◆ AUFGABE
Schreib den Bericht über Nicolaij Efanow von „Als der 17-jährige“ bis „der erhaltenen Karteikarte.“ noch einmal ab und setz dabei überall „Ziegelei“ statt „Eisengießerei“ ein.

-------- TEXTAUSZUG --------

Der 17-jährige Schüler Nicolaij Efanow rief „Heil Hitler-Scheiße“, danach schlug ihn die Polizei tot

Nicolaij Efanow wurde erschlagen

Von Wolf Stegemann

Als der 17-jährige sowjetische Zwangsarbeiter Nicolaij Efanow an Hitlers Geburtstag am 20. April 1944 seinen rechten Arm zum Hitlergruß hob, die Hacken seiner klobigen und schäbigen Schuhe zusammenknallte und „Heil Hitler-Scheiße“ rief, holten ihn in den Abendstunden Beamte der Stapo aus seiner Baracke in der Dorstener Eisengießerei und brachten ihn nach Borken. Denn von dort war der „Zivilarbeiter aus Sowjetrussland“, wie die Zwangsarbeiter und Zwangsdeportierten aus der besetzten Sowjetunion hießen, ausgeliehen. Der junge Schüler überlebte Führers Geburtstag nicht. Noch in der gleichen Nacht brachte die Polizei den Russen tot in die Eisengießerei zurück. „Auf der Flucht erschossen“ hieß es lapidar auf der erhaltenen Karteikarte.

-------- GESPEICHERTE EINTRÄGE --------

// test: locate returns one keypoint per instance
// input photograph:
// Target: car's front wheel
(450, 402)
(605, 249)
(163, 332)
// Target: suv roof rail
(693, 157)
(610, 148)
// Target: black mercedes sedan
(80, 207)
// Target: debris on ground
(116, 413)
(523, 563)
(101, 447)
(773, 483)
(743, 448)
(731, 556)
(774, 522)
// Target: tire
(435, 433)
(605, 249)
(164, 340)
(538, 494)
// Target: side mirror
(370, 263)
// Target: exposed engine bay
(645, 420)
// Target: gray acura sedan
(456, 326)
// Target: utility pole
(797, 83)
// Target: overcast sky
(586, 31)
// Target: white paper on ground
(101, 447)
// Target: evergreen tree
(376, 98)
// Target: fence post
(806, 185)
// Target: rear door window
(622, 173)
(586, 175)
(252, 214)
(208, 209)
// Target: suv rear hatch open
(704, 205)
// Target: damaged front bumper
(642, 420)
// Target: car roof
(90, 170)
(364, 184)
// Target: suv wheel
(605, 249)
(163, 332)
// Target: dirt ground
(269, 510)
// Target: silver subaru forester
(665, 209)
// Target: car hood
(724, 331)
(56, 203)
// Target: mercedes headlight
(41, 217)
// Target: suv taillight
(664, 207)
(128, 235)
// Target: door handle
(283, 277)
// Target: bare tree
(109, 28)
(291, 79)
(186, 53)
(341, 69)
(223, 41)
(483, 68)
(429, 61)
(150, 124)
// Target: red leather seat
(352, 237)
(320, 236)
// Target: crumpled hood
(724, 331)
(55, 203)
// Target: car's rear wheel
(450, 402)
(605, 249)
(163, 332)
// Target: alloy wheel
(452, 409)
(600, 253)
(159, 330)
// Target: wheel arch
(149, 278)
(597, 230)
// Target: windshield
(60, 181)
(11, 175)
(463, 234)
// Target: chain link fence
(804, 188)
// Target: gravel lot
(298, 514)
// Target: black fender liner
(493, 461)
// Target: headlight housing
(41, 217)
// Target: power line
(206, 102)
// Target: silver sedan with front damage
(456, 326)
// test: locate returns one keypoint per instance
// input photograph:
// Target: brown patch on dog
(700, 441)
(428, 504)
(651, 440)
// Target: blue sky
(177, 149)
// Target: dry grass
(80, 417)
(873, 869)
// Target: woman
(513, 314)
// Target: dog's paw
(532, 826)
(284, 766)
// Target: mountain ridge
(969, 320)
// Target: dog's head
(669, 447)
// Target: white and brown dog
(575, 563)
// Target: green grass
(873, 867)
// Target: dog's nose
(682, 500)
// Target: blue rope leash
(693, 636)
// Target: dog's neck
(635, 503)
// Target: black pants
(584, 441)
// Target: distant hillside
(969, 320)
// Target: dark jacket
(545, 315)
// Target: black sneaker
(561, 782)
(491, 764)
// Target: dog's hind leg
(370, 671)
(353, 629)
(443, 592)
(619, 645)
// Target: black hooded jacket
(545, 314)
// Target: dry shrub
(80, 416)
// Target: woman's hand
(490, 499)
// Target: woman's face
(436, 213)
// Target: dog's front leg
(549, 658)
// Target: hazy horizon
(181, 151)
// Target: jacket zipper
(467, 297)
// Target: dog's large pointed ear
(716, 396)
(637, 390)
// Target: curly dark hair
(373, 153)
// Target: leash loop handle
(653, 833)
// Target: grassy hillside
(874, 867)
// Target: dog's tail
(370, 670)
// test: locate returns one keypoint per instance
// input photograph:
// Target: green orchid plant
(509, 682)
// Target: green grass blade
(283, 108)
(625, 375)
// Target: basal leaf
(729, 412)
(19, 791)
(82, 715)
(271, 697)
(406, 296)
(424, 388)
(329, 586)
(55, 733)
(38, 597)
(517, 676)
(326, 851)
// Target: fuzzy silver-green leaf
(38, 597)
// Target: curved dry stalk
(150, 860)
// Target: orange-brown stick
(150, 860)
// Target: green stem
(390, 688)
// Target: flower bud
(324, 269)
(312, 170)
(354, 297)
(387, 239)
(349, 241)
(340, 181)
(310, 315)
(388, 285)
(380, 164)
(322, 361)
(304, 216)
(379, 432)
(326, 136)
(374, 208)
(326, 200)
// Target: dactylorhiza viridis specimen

--------

◆ ERGEBNIS
Als der 17-jährige sowjetische Zwangsarbeiter Nicolaij Efanow an Hitlers Geburtstag am 20. April 1944 seinen rechten Arm zum Hitlergruß hob, die Hacken seiner klobigen und schäbigen Schuhe zusammenknallte und „Heil Hitler-Scheiße“ rief, holten ihn in den Abendstunden Beamte der Stapo aus seiner Baracke in der Dorstener Ziegelei und brachten ihn nach Borken. Denn von dort war der „Zivilarbeiter aus Sowjetrussland“, wie die Zwangsarbeiter und Zwangsdeportierten aus der besetzten Sowjetunion hießen, ausgeliehen. Der junge Schüler überlebte Führers Geburtstag nicht. Noch in der gleichen Nacht brachte die Polizei den Russen tot in die Ziegelei zurück. „Auf der Flucht erschossen“ hieß es lapidar auf der erhaltenen Karteikarte.